§ **What is required**
Copy the rows from the start of the records through the line containing "97;275;213;396", both included. Scale every bounding-box coordinate in the answers by 1.5, rounding to whole numbers with halves going up, and leave the requests and their sample coordinates unchanged.

§ **Records from a collection**
##############################

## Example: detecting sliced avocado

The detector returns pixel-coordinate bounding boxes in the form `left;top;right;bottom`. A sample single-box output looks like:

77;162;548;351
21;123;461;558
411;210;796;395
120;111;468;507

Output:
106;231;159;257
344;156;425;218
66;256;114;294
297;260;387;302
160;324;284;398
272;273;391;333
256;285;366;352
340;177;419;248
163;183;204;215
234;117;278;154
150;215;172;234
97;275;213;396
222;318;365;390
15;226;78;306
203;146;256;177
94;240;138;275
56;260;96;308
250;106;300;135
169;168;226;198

##############################

§ **Complete answer**
## Example: detecting sliced avocado

The detector returns pixel-coordinate bounding boxes in the form `left;top;right;bottom`. A sample single-box output looks like:

77;162;548;351
21;123;461;558
411;210;796;395
120;111;468;507

Output:
159;347;239;386
516;234;638;327
99;384;171;441
446;390;581;453
240;486;426;597
408;410;587;500
384;428;549;528
510;266;629;372
245;275;306;323
351;176;417;231
225;323;258;351
146;413;320;594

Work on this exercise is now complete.